══ RECORDS

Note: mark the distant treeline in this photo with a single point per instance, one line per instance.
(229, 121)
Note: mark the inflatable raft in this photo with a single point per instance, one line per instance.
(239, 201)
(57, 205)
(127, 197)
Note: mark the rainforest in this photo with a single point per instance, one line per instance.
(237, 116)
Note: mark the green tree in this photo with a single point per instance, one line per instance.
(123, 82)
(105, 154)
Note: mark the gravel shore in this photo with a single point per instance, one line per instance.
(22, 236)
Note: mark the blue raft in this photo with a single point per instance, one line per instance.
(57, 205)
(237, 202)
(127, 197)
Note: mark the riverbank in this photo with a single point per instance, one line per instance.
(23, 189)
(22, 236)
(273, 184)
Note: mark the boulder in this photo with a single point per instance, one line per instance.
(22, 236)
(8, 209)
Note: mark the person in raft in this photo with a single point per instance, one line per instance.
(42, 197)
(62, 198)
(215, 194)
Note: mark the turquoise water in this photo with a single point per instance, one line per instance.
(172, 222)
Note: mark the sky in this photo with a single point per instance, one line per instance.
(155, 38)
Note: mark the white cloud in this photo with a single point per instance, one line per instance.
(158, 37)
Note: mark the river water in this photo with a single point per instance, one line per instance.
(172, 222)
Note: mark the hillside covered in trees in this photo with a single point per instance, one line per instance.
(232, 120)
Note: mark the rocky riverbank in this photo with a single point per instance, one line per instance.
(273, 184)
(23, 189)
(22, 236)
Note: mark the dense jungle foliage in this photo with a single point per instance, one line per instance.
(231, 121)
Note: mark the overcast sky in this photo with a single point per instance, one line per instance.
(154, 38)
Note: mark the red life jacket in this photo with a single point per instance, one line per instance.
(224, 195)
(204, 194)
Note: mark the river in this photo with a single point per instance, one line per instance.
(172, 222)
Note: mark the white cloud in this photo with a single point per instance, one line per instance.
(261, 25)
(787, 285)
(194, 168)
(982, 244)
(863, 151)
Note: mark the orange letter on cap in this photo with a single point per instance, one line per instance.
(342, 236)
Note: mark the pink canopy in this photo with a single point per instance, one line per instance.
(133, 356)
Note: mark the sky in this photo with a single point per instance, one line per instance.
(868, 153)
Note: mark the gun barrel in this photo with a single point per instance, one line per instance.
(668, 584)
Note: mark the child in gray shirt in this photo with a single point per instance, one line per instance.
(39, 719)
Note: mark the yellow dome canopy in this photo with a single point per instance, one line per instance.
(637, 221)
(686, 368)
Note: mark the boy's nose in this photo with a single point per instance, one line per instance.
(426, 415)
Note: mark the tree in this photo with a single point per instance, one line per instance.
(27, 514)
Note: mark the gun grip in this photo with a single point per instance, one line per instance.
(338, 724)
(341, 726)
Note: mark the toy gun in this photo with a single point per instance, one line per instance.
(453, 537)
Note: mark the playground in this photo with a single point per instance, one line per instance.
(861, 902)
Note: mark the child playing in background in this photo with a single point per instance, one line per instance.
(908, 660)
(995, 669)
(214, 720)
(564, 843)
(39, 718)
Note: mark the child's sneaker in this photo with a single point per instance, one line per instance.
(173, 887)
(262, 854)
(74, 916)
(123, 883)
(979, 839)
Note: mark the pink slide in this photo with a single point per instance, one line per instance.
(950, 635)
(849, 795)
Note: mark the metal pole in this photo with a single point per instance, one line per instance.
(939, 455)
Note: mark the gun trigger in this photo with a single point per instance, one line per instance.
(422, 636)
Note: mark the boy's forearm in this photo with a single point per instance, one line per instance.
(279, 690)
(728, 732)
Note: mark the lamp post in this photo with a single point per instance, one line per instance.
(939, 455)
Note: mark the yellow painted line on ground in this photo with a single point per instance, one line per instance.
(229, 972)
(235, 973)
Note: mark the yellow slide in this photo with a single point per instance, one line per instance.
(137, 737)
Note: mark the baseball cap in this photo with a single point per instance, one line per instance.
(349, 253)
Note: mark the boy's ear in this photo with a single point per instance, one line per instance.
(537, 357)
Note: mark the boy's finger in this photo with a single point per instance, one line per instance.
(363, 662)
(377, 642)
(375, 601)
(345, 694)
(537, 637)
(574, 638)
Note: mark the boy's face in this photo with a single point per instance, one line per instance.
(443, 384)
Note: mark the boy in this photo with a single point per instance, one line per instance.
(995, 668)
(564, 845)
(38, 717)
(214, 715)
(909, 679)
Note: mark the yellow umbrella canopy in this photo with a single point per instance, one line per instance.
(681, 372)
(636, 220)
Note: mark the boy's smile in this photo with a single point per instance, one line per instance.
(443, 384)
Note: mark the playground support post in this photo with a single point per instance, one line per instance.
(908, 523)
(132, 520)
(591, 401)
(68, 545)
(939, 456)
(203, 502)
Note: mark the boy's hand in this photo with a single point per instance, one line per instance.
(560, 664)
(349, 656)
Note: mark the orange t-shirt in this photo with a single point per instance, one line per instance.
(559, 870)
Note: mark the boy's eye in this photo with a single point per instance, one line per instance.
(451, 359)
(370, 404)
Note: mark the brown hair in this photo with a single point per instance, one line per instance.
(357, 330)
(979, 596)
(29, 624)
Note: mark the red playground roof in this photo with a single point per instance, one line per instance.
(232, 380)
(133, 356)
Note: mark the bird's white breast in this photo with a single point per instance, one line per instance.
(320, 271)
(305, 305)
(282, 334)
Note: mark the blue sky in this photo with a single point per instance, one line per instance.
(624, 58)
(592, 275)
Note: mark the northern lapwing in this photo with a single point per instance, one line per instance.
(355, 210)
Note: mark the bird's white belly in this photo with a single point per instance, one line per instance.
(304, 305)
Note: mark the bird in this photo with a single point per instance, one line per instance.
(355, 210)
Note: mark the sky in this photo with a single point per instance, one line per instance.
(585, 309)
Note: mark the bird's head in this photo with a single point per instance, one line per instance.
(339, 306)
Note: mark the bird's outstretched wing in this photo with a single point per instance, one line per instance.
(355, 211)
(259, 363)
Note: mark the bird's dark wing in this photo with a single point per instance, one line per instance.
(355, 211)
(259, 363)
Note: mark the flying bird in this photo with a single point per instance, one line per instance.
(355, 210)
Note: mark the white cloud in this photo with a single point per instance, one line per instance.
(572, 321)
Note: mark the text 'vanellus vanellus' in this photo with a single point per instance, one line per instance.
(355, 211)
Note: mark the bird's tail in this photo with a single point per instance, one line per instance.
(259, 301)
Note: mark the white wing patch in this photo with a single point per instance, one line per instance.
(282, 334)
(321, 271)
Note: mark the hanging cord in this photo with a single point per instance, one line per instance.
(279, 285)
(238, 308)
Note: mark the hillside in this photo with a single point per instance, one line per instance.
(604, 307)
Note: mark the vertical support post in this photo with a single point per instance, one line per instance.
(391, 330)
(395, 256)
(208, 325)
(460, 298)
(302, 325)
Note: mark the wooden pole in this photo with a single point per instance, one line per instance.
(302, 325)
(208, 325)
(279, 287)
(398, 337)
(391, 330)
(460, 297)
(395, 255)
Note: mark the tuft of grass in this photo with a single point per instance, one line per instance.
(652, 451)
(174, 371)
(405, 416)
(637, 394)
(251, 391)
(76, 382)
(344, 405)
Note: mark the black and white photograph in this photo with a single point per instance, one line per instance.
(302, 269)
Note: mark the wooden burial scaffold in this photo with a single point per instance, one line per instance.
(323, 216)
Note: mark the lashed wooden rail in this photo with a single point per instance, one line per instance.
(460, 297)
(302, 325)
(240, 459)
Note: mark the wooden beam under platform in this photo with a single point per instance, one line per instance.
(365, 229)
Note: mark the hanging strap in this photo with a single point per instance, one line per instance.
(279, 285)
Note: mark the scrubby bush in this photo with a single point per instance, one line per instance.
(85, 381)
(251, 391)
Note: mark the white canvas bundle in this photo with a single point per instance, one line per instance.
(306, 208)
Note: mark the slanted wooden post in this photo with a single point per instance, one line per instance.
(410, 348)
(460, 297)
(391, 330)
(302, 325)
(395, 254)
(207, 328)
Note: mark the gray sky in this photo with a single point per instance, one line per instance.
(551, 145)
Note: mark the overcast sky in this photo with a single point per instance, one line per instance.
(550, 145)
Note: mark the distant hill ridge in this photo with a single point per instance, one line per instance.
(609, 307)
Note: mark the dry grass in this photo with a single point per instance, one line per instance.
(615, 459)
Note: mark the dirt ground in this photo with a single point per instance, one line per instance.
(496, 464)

════

### WHAT IS REQUIRED
All lines from the one containing "Note: mark the dirt" down to the final line above are to be restated word for word; leave out the rest.

### TASK RESPONSE
Note: mark the dirt ground in this photo with a single point per instance, one line per instance.
(496, 464)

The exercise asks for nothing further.